PASSAGE GIVEN:
Norton and Lindsey, all through the process, also put heads together with Jim Ledford, national sales manager for Wrightsville-based Electro-Mech Scoreboard company whose technology already has a significant presence in the stadium. His input, with particular attention to program tradition and the long-term future of the facility, was of great value.
“He’s been very influential with the look of this stadium, and some stuff that’s gone on,” Norton said. “I had a vision, and I basically gave it to him, and told him to run with it… He’s done it. He was very instrumental in the awesomeness of all that.”
Improving function and flow, finding fixes to existing flaws and making as many modern upgrades as practical were major priorities.
“In the short time we’ve had to get this together and stay within what we can afford, we really have tried to hit everything that we would want to have done if we’d had time to sit and plan for this three years down the road,” Lindsey said.
But honoring tradition – for a stadium whose game atmosphere is defined by pageantry, personality and pieces of the past shared by so much of the community – was also just as big a deal.
“In the southeast, football is just kind of special to everybody,” said Ledford, who’s a 1990 JCHS graduate. “But obviously, here in Johnson County, Lovett Stadium has just been a fixture in the community. I think all of us, since the first game was played there in 1965, everybody in the community has been to multiple football games, soccer games, graduations, different events. It just kind of holds a special place for everybody.”
Sadly, it was impossible to recapture many of the stadium’s nostalgic elements that date back to its construction, in particular the original bleachers and press box that – while outdated by decades – held a special place in giving the venue its small-town identity.
“It was one of those iconic stadiums,” Lindsey said. “We hated to lose that, but if we were ever going to modernize and make a change, this was it. From a financial standpoint, you hate to look at it in those terms, but for a small, single-A district with less than 1,000 kids, it was really important to maximize an opportunity.”
They did, however, make a goal of re-creating those things in a way that translated authentically to this new era.
“All of us who were involved with the decisions probably put tradition right up there with the most important things that we do,” Norton said. “The traditions of this program and of this community was paramount, and upholding those traditions was super, super important.”


Besides their differences in makeup, what’s most noticeable about the new banks of bleachers is their comparative size.
On the home side, the seating array juts significantly closer to the edge of the playing field, utilizing space that made up an abnormally wide sideline buffer in the old layout. The grandstand, and its front walkway, are also now elevated a solid eight feet above field level to create a “pit” style of seating that extends the blue cinder block wall from the north end zone the entire length of the home section.
The revamped gallery will not only offer a higher vantage point for spectators, but also put them much closer to the action.

SUPPLIED ENTRIES:
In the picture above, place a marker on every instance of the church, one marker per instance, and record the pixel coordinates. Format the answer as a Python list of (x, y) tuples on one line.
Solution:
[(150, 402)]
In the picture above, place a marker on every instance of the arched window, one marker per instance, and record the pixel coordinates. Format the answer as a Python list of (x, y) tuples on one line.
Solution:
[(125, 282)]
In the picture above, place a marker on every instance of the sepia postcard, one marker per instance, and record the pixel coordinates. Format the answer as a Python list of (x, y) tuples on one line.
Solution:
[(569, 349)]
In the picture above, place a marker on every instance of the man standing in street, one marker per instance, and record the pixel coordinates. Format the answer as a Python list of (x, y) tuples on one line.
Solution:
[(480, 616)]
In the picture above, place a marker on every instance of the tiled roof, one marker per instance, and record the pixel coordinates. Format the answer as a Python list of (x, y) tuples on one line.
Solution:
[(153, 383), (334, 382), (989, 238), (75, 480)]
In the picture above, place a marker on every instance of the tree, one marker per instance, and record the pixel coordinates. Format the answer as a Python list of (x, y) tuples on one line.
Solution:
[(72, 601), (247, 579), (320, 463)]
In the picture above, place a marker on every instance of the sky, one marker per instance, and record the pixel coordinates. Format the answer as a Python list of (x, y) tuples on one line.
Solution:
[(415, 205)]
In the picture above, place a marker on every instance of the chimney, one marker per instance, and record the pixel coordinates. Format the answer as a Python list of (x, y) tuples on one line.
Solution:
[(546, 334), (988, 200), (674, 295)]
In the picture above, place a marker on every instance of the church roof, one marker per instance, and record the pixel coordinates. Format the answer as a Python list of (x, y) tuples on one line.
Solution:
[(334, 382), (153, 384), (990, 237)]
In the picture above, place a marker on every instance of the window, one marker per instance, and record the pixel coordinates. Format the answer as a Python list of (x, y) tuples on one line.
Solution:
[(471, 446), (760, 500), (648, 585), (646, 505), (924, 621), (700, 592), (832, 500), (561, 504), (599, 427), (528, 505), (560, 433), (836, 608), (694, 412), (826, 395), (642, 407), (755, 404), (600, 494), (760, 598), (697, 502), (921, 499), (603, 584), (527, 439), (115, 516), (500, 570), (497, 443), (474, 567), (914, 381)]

EXERCISE TASKS:
**A)** Update the rows from the line with "the tree, one" up to and including the line with "[(334, 382), (153, 384), (990, 237)]", replacing "Solution" with "Answer" and changing nothing else. Return only those lines.
**B)** Write the next part of the passage about the Lovett Stadium renovation, picking up after its last sentence.

ANSWERS FOR THIS EXERCISE:
**A)**
In the picture above, place a marker on every instance of the tree, one marker per instance, and record the pixel coordinates. Format the answer as a Python list of (x, y) tuples on one line.
Answer:
[(72, 601), (247, 579), (320, 463)]
In the picture above, place a marker on every instance of the sky, one marker per instance, and record the pixel coordinates. Format the answer as a Python list of (x, y) tuples on one line.
Answer:
[(415, 205)]
In the picture above, place a marker on every instance of the chimney, one marker per instance, and record the pixel coordinates. Format the answer as a Python list of (x, y) tuples on one line.
Answer:
[(546, 334), (988, 200), (674, 295)]
In the picture above, place a marker on every instance of the church roof, one marker per instance, and record the pixel coordinates. Format the answer as a Python list of (x, y) tuples on one line.
Answer:
[(334, 382), (153, 384), (990, 237)]

**B)**
“We moved the fans toward the field, so that’s going to increase the experience of the noise, and everything else, and really put those fans right there on top of the play,” Lindsey said.
Atop is a new press box, with downward-facing window similar in design to those at East Laurens, that offers a larger working area – partitioned into five separate booths and topped with an open-air crow’s nest – for announcers, officials, coaches, media and other personnel.
“It’s much larger, probably three times larger than what we had,” Lindsey said.
The all-in-one structure will also supplant the more recently built mini-coaches box on the opposite side that was also demolished.
The opposing bank of seats is similarly larger and taller, though raised only slightly from the existing pathway that slopes down along the stadium’s natural topography.
Capacity-wise, both sets of seats – by generous measurement standards – will be able to accommodate an estimated 2,400 fans, in a major increase from the former capacity unofficially listed at right around the GHSA baseline of 2,000 required to host a state semifinal game.
The stadium’s original restroom, concession and visitor dressing room buildings remain, along with the original ticket booth structure at the entrance, though the visible marquee with lightbulbs spelling out “LOVETT STADIUM” in Broadway style – which was a good bit worse for the wear – is getting a much-needed restoration courtesy of Electro-Mech.
“Even though we’ve gone away from the bleachers and the stands, and that part of the look of the stadium is going to be completely different, the Lovett Stadium sign is the original one from the mid-60s,” Ledford said. “To my knowledge, Electro-Mech built that for the first game in 1965, and they’re keeping that. That was important for everybody from the start, to be able to hold onto that original piece of history.”
A handful of other updates may look new, though most were in fact made before the 2024 season when few got a chance to notice before things closed down after the storm.
The large “Trojan Tradition” board in the end zone has been freshened with letters identifying the stadium as Herschel Walker Field on the back, and some new front-facing signage around the perimeter, notably a large sign spelling out “THE BLUE MONSTER” below.

High fencing around the perimeter of the stadium and the low-rise chain link partitions bordering the field along the visitor side and south end zone are both being replaced, in a slightly retooled configuration intended to better accommodate the team’s entry to and exit from the field, as well as that of the emergency vehicles parked there whose alarms have become an integral part of touchdown celebrations.
“We changed the entry point onto the field at that end to better accommodate those vehicles, but yes, we’re definitely going to have the fire truck,” Lindsey said. “We’ve gotta blow a siren every now and then.”
He and Trojan fans hope to hear it as often as possible this fall. How much they do will be up to Norton and his team.
“It’s all on Don,” Lindsey said with a laugh.
They’ll have ample opportunity to break in the new-look stadium this fall, as JoCo’s schedule – thanks to the return of those three region home games they traded out by necessity last year – guarantees a total of 10 home games… twice for scrimmages and eight out of 10 weeks in the regular season. And that doesn’t even account for the likely opportunity to host one or more state playoff games, which have been a certainty throughout a run of three-straight region championships the Trojans are hopeful to continue this year.
The handful of workers on-site were down mostly to finishing touches as they worked on fencing installation, and some wiring at the base of the new press box, upon a visit Monday afternoon.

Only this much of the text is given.